Text provided:
Almost everything in the agreement is inflated for popular consumption. One advertised new program would provide more health insurance for uncovered children. The sponsors hoped to reach 5 million children; the CBO puts new coverage closer to 500,000. The Medicare changes are praised – and damned – as fundamental. Most aren't. Savings generally stem from lower reimbursement rates to hospitals, doctors and managed-care groups.

The budget also falls short in other ways. Consider:

* It doesn't forthrightly face the pressures of an aging society, which – unless Social Security and Medicare are changed – will sharply raise spending, taxes or deficits (and maybe all three) in the next century.

* The tax cuts mutilate the Tax Reform Act of 1986, which lowered top rates and broadened the tax base. Instead, Clinton and Congress are fashioning a system with high rates and many tax breaks that's more complex and cumbersome. Some specific cuts – the tax breaks for college tuition and the cut in the capital gains rate – are bad on their own.

Brief 1: Condense the paragraph of the budget commentary above that begins "Almost everything in the agreement" into a short bulleted list that keeps its main facts.
Brief 2: Carry on the budget commentary above from its final sentence, in the same voice.

Material provided:
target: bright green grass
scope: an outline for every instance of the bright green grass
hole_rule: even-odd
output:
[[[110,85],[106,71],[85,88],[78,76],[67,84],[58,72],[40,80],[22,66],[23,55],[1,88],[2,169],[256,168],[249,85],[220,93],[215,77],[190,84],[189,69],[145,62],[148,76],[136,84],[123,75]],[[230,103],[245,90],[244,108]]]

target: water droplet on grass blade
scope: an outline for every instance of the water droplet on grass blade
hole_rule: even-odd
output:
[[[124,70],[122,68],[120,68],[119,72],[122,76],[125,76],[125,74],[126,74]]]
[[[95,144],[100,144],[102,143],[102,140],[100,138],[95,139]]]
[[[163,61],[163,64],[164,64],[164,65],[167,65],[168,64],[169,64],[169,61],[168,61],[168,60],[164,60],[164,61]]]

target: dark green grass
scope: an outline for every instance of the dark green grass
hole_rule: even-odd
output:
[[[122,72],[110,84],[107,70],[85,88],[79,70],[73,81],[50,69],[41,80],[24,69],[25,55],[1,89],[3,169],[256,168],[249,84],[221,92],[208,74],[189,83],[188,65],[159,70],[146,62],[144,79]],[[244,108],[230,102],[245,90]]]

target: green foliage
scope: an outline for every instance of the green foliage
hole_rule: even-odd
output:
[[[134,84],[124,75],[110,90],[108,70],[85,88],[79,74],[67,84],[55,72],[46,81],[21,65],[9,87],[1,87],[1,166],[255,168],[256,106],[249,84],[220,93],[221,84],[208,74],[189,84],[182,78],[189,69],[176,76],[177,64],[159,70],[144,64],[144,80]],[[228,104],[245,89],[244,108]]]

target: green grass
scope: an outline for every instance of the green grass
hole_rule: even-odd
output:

Task result 1:
- The agreement is largely inflated for popular consumption.
- A new program for uninsured children was meant to reach 5 million, but the CBO estimates new coverage at about 500,000.
- The Medicare changes are called fundamental, though most are not.
- Savings mostly come from lower reimbursement rates to hospitals, doctors and managed-care groups.

Task result 2:
* The budget doesn't end government's least effective or needed programs (from farm subsidies to Amtrak). As a result, government spends too much on its worst programs and not enough on its best.

* There has been no rigorous national security review, and defense cuts – reflecting the end of the Cold War – may have gone too far or focused on the wrong areas. In 1990 defense was 24 percent of all spending; by 2002 it's projected at 14 percent. Sen. John McCain (R-Ariz.) puts the amount of "pork barrel" spending in the defense budget at a hefty $5 billion.

Is there any good here? Well, yes. The broad commitment to a balanced budget marks a shift from the mushier concept of "deficit reduction." If deficits unexpectedly widen, this might induce Congress to restrain them. Perhaps Congress will even adopt, as Tanaka urges, new enforcement rules. These would compel spending cuts – or tax increases – if the costs of entitlement programs (such as Medicare) or tax revenues don't meet estimates.

As important, the Senate dealt with some issues of an aging society by slowly raising the eligibility age for Medicare to 67 and requiring that wealthier Medicare recipients pay higher premiums. If either proposal survives a House-Senate conference, it may mean that Democrats and Republicans can debate these matters without accusing each other of slaughtering the elderly.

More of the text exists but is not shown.